# START OF Records shown
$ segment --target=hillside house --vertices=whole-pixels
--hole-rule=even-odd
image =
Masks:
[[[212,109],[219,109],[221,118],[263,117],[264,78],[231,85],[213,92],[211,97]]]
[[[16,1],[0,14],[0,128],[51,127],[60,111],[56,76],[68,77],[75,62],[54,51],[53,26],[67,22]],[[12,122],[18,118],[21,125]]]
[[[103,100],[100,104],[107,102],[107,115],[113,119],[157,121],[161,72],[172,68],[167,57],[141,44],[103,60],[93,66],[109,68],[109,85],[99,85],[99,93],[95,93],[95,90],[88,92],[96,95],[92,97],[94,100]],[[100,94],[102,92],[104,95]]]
# END OF Records shown
What this task involves: Copy the listing above line for line, changing nothing.

Answer:
$ segment --target=hillside house --vertices=whole-pixels
--hole-rule=even-odd
image =
Masks:
[[[212,109],[219,109],[221,118],[263,117],[264,78],[231,85],[213,92],[211,97]]]
[[[16,1],[0,14],[0,128],[51,127],[60,111],[56,76],[68,77],[75,62],[54,51],[53,26],[67,22]],[[12,122],[18,118],[21,125]]]
[[[103,100],[100,104],[107,102],[107,115],[113,119],[157,121],[161,72],[172,68],[167,57],[141,44],[103,60],[93,66],[109,68],[109,85],[99,85],[99,93],[95,93],[95,90],[88,92],[96,95],[92,97],[94,100]],[[100,94],[102,92],[104,95]]]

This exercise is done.